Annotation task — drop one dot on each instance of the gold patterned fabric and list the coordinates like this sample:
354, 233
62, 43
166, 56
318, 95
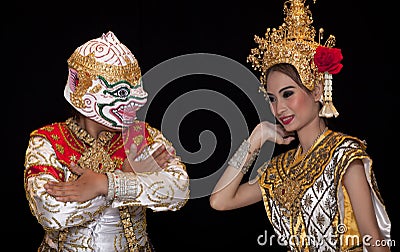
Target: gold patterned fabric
97, 224
306, 202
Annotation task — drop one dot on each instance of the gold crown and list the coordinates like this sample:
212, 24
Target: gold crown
294, 43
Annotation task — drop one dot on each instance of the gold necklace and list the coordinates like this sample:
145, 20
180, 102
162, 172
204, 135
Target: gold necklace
294, 171
289, 191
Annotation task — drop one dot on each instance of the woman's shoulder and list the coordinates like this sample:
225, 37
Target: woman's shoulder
347, 139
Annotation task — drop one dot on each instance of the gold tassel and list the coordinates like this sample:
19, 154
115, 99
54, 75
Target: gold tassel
328, 110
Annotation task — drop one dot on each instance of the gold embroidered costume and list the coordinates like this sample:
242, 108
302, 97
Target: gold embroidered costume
306, 200
97, 224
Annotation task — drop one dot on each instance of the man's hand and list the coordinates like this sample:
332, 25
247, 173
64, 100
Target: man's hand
89, 185
156, 162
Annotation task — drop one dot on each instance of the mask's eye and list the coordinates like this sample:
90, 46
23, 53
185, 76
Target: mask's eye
122, 92
73, 79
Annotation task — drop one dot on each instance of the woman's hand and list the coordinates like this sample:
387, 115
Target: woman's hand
89, 185
267, 131
156, 162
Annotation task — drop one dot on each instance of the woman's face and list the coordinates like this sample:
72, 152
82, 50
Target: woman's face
292, 106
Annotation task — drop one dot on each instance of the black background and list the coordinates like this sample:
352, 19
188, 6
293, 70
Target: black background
37, 43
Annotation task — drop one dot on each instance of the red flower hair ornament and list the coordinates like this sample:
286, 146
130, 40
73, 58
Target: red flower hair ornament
328, 61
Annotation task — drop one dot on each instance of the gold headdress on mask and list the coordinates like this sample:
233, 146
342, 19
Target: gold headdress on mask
293, 42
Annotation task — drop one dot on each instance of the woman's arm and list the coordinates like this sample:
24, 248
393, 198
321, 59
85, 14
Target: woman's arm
229, 193
357, 186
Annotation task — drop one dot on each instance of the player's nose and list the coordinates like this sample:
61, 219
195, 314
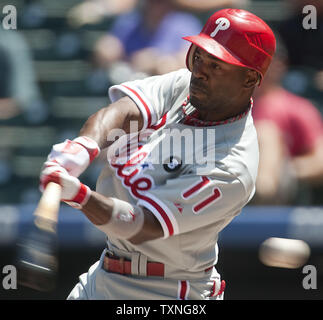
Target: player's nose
200, 70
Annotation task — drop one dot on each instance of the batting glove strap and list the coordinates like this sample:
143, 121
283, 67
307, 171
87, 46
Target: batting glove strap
90, 145
74, 155
73, 192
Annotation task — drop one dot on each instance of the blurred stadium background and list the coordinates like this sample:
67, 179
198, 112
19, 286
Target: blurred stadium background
65, 91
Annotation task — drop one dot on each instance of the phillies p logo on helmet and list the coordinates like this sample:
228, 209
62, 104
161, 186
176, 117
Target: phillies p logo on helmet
222, 24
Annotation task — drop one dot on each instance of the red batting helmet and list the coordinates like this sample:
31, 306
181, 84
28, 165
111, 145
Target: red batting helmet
237, 37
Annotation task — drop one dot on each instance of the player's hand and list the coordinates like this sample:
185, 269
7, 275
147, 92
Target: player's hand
73, 155
74, 193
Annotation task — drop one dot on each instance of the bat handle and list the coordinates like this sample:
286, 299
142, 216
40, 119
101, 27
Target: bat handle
46, 213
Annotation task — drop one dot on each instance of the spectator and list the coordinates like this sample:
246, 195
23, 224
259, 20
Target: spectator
22, 86
94, 11
148, 39
290, 134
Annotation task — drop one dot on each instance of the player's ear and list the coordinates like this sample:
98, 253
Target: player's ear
252, 78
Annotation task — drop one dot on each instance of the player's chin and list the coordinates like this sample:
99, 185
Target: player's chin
199, 102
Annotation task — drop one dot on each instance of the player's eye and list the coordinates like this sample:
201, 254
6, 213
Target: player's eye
214, 65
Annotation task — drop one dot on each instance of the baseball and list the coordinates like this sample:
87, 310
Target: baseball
284, 253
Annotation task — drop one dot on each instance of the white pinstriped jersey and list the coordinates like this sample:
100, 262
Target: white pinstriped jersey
194, 186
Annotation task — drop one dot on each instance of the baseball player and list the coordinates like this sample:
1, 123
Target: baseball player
178, 176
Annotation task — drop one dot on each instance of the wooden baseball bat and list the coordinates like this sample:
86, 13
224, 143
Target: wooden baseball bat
46, 213
37, 252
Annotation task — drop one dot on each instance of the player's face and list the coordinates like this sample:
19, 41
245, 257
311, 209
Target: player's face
215, 85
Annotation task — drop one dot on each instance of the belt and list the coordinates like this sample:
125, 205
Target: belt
123, 266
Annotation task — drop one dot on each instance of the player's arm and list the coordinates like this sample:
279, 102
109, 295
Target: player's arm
119, 218
112, 216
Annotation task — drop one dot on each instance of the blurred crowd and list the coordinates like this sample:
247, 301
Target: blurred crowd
56, 69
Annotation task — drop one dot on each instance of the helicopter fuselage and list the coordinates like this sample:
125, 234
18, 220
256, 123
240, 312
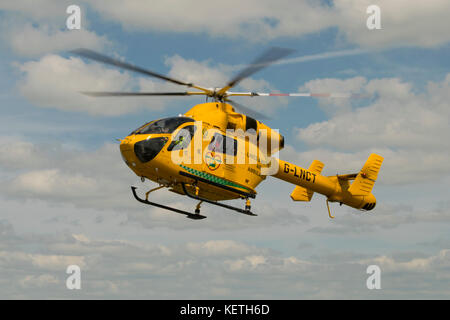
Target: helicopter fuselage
210, 142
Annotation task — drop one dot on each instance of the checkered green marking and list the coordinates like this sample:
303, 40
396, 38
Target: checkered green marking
212, 178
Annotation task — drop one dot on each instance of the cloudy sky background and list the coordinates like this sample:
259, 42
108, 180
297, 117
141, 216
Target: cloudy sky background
64, 191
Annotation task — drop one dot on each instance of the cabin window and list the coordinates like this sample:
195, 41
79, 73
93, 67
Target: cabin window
182, 139
223, 144
167, 125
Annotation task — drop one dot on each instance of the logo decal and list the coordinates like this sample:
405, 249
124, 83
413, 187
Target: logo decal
212, 161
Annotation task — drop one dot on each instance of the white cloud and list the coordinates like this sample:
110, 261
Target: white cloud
65, 78
129, 269
423, 24
404, 23
32, 41
400, 124
256, 20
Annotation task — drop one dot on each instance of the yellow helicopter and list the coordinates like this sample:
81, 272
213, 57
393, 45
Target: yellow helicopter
213, 153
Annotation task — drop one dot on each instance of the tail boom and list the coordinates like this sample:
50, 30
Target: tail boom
335, 188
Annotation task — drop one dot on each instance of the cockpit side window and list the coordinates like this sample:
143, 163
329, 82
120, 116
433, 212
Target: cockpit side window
223, 144
167, 125
182, 139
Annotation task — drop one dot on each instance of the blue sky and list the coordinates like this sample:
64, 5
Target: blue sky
65, 197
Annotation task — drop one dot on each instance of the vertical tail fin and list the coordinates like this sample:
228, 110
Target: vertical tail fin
364, 181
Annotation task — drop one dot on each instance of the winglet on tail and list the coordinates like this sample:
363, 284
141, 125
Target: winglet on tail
304, 194
364, 181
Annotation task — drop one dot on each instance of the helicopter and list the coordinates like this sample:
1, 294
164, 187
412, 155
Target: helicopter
213, 153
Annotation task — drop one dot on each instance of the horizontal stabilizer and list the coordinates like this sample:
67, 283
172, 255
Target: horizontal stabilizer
301, 193
364, 181
316, 166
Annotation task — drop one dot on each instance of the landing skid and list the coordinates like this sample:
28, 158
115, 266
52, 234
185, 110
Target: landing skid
246, 211
190, 215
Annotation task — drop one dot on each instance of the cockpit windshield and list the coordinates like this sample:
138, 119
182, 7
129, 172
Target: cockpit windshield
167, 125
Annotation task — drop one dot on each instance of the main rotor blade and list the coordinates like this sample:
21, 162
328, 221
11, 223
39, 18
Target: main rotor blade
301, 94
247, 111
267, 58
86, 53
130, 94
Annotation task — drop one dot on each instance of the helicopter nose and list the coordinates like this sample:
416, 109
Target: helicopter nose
126, 151
148, 149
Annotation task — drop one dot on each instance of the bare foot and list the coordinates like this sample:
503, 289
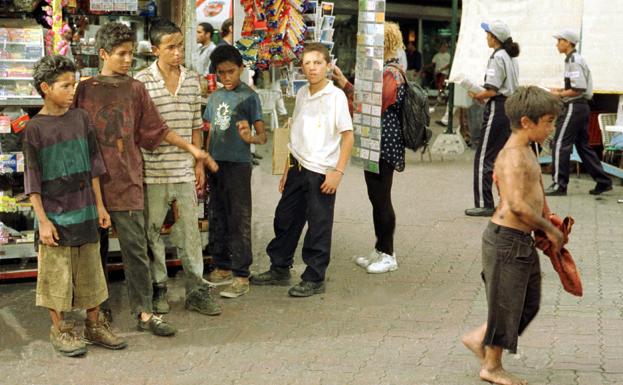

*Short exercise*
Set out all of the rows above as a numbered list. Skip blank lines and leave the pictures out.

*Response to this exercise*
1. Annotation task — drop one dot on each instance of the gold patterned fabric and list the coordinates like this sample:
2. 354, 233
3. 62, 43
4. 166, 56
5. 318, 95
6. Target: gold patterned fabric
7. 97, 224
8. 306, 202
9. Annotation task — drop one dot on each instance of the gold crown and list the coordinates like this sample:
10. 212, 24
11. Target: gold crown
12. 294, 43
13. Annotation task — drop one dot on each instance of the gold necklace and list the coordinates like this sample:
14. 145, 20
15. 180, 102
16. 162, 172
17. 204, 135
18. Target: gold necklace
19. 294, 171
20. 289, 191
21. Annotation task — drop one dot on each instance of the woman's shoulder and list the coordinates like this sample:
22. 225, 37
23. Target: woman's shoulder
24. 347, 139
25. Annotation task — drop one dot on each instance of the gold tassel and list the coordinates like this sample:
26. 19, 154
27. 115, 99
28. 54, 75
29. Target: gold tassel
30. 328, 110
31. Annotation task — drop one dot on each instance of the gold embroidered costume and list the coordinates like this sample:
32. 242, 108
33. 302, 97
34. Target: gold embroidered costume
35. 306, 200
36. 97, 224
37. Annotation task — drop one dot on each instance of the man's hand and list the coordinates like this sample:
38. 332, 25
39. 247, 173
40. 64, 100
41. Target: man's hand
42. 89, 185
43. 156, 162
44. Annotation task — drop one dot on each instance of the mask's eye and list the coordinates like this sample:
45. 90, 46
46. 23, 53
47. 185, 76
48. Target: mask's eye
49. 122, 92
50. 73, 79
51. Annotation task — drop one dot on each instance of the woman's hand and list the coordinates like this sample:
52. 387, 115
53. Target: woman's hand
54. 89, 185
55. 267, 131
56. 156, 162
57. Annotation task — drop one dot on each instance of the woman's face and list the coordinates like this sample:
58. 72, 152
59. 82, 50
60. Target: woman's face
61. 292, 106
62. Annotation task — drop one dot on each instance of the black background and list the coordinates like this sample:
63. 352, 19
64. 188, 6
65. 293, 70
66. Target: black background
67. 37, 43
68. Annotation task — drop one dot on each instance of the red flower hair ornament and list the coordinates like this sample:
69. 286, 146
70. 130, 40
71. 73, 58
72. Target: red flower hair ornament
73. 328, 61
74. Annotation task — drop one dot on each instance of the gold headdress on mask and list the coordinates like this sample:
75. 233, 146
76. 342, 19
77. Target: gold headdress on mask
78. 293, 42
79. Annotation task — drop one dot on each instance of the woman's arm and list the coordinates like this sample:
80. 24, 248
81. 393, 198
82. 321, 59
83. 85, 14
84. Target: woman's arm
85. 229, 193
86. 357, 186
87. Annotation task — drop one dot on each instance of the player's nose and list the coordinates like this sample:
88. 61, 219
89. 195, 314
90. Target: player's nose
91. 200, 70
92. Annotation task — drop one dot on each instance of the batting glove strap and list the coordinates like this sample:
93. 143, 121
94. 283, 67
95. 307, 171
96. 87, 46
97. Target: batting glove strap
98. 90, 145
99. 74, 155
100. 73, 192
101. Annotation task — drop one dot on each instance of the blurred stadium background and list the coordinates like this sample:
102. 67, 179
103. 198, 112
104. 19, 286
105. Target: blurred stadium background
106. 65, 91
107. Annotation task — drop one dot on each instance of the phillies p logo on helmet and list the coordinates like this sample:
108. 228, 209
109. 62, 104
110. 161, 186
111. 176, 117
112. Target: phillies p logo on helmet
113. 222, 24
114. Annotation task — drop one dot on each instance of the red batting helmet and list the coordinates like this sample:
115. 31, 306
116. 181, 84
117. 28, 165
118. 111, 145
119. Target: red batting helmet
120. 237, 37
121. Annotation task — drop one dot on each instance of the player's hand and list the coordinates like this sample:
122. 185, 269
123. 7, 275
124. 147, 92
125. Target: player's hand
126. 73, 155
127. 74, 193
128. Annotation task — drop one dot on each instance of the bat handle and list the coordinates like this sample:
129. 286, 299
130. 142, 216
131. 40, 119
132. 101, 27
133. Target: bat handle
134. 46, 213
135. Annotation task — drop one dot on each instance of the spectator and list the coordinates like this sample:
136. 246, 195
137. 23, 224
138. 259, 20
139. Target: spectator
140. 22, 86
141. 94, 11
142. 148, 39
143. 290, 134
144. Annotation task — drop one dot on each instance of the player's ear and list the coordinates like this sample:
145. 98, 253
146. Target: player's ear
147. 252, 78
148. Annotation task — drop one dot on each instance of the player's chin and list the coordinates like this sample:
149. 99, 185
150. Target: player's chin
151. 199, 102
152. Annotation task — drop one dot on each instance of the player's eye and list the coordinates like this sample:
153. 201, 254
154. 6, 213
155. Target: player's eye
156. 214, 65
157. Annotation task — drop one dot on each instance of the baseball and list the coordinates like this sample:
158. 87, 310
159. Target: baseball
160. 284, 253
161. Annotation task — drop one dot on each instance of the white pinstriped jersey and list the coordinates like this sample:
162. 100, 262
163. Target: white pinstriped jersey
164. 194, 186
165. Annotation task — drop one dot on each instance of the baseball player and list the coordinates like this sample:
166. 1, 123
167. Target: baseball player
168. 178, 176
169. Annotation task — drop one dot on each instance of the wooden baseball bat and list the coordinates like this sample:
170. 86, 13
171. 224, 143
172. Target: wooden baseball bat
173. 46, 213
174. 37, 252
175. Annotation task — drop one dot on each instance of the player's face and list the coordinates like this sample:
176. 19, 41
177. 245, 257
178. 311, 209
179. Target: player's face
180. 215, 85
181. Annotation task — drop one dot on each instance of the belt and list the coordinates like this sample:
182. 125, 205
183. Target: belt
184. 123, 266
185. Annotation task — drop one dot on each instance of the player's arm and list the coordinates like this sample:
186. 279, 102
187. 109, 295
188. Target: player's arm
189. 119, 218
190. 112, 216
191. Annotation task — drop one dot on each instance of the blurred crowd and list the coordinates like this sample:
192. 247, 301
193. Target: blurred crowd
194. 56, 69
195. Annotation task — drop one dot on each instance of the helicopter fuselage and list the coordinates like this sample:
196. 125, 234
197. 18, 220
198. 256, 123
199. 240, 312
200. Target: helicopter fuselage
201. 210, 142
202. Annotation task — drop one dot on each instance of the checkered green marking and list the coordinates like this sample:
203. 303, 40
204. 396, 38
205. Target: checkered green marking
206. 212, 178
207. Annotation task — drop one dot on each instance of the cloudy sky background and list the coordinates like this sample:
208. 259, 42
209. 108, 180
210. 297, 117
211. 141, 216
212. Target: cloudy sky background
213. 64, 191
214. Annotation task — drop one dot on each instance of the cabin window and list the coordinates like this sample:
215. 195, 41
216. 79, 73
217. 93, 67
218. Target: cabin window
219. 182, 139
220. 223, 144
221. 167, 125
222. Annotation task — drop one dot on each instance of the logo decal and list the coordinates like this sample:
223. 405, 249
224. 124, 83
225. 413, 187
226. Target: logo decal
227. 212, 161
228. Annotation task — drop one dot on each instance of the white cloud and list the coordinates like this sample:
229. 110, 261
230. Target: white cloud
231. 65, 78
232. 129, 269
233. 423, 24
234. 404, 23
235. 32, 41
236. 400, 124
237. 256, 20
238. Annotation task — drop one dot on each instance of the yellow helicopter and list the coordinates like this sample:
239. 81, 272
240. 213, 57
241. 393, 45
242. Target: yellow helicopter
243. 213, 153
244. Annotation task — drop one dot on each instance of the tail boom and list the coordinates like this sample:
245. 50, 30
246. Target: tail boom
247. 335, 188
248. Annotation task — drop one dot on each instance of the cockpit side window and list the coordinates like this sample:
249. 143, 163
250. 329, 82
251. 120, 116
252. 433, 212
253. Target: cockpit side window
254. 223, 144
255. 167, 125
256. 182, 139
257. Annotation task — drop one dot on each instance of the blue sky and list the coordinates like this sample:
258. 64, 5
259. Target: blue sky
260. 65, 197
261. Annotation task — drop one dot on each instance of the vertical tail fin and list the coordinates like this sample:
262. 228, 110
263. Target: vertical tail fin
264. 364, 181
265. Annotation task — drop one dot on each instance of the winglet on tail and list the coordinates like this sample:
266. 363, 284
267. 141, 125
268. Target: winglet on tail
269. 304, 194
270. 364, 181
271. Annotation task — drop one dot on each instance of the helicopter and list the coordinates like this sample:
272. 1, 294
273. 164, 187
274. 412, 155
275. Target: helicopter
276. 213, 153
277. Annotation task — drop one dot on each instance of the horizontal stabilizer and list the coordinates like this sample:
278. 67, 283
279. 172, 255
280. Target: horizontal stabilizer
281. 301, 193
282. 364, 181
283. 316, 166
284. Annotation task — drop one dot on each instance of the landing skid and list the coordinates like this sample:
285. 28, 158
286. 115, 266
287. 52, 234
288. 185, 110
289. Target: landing skid
290. 246, 211
291. 190, 215
292. Annotation task — drop one dot on each instance of the cockpit windshield and list the coordinates like this sample:
293. 138, 119
294. 182, 7
295. 129, 172
296. Target: cockpit windshield
297. 167, 125
298. Annotation task — drop one dot on each instance of the main rotor blade and list the coordinates like this sample:
299. 21, 162
300. 328, 221
301. 11, 223
302. 39, 18
303. Target: main rotor blade
304. 301, 94
305. 247, 111
306. 267, 58
307. 86, 53
308. 130, 94
309. Annotation task — drop one dot on each instance of the helicopter nose and list the coordinates like this sample:
310. 416, 109
311. Target: helicopter nose
312. 126, 151
313. 148, 149
314. Annotation task — drop one dot on each instance of the bare foot and list the coordinates like this sample:
315. 503, 289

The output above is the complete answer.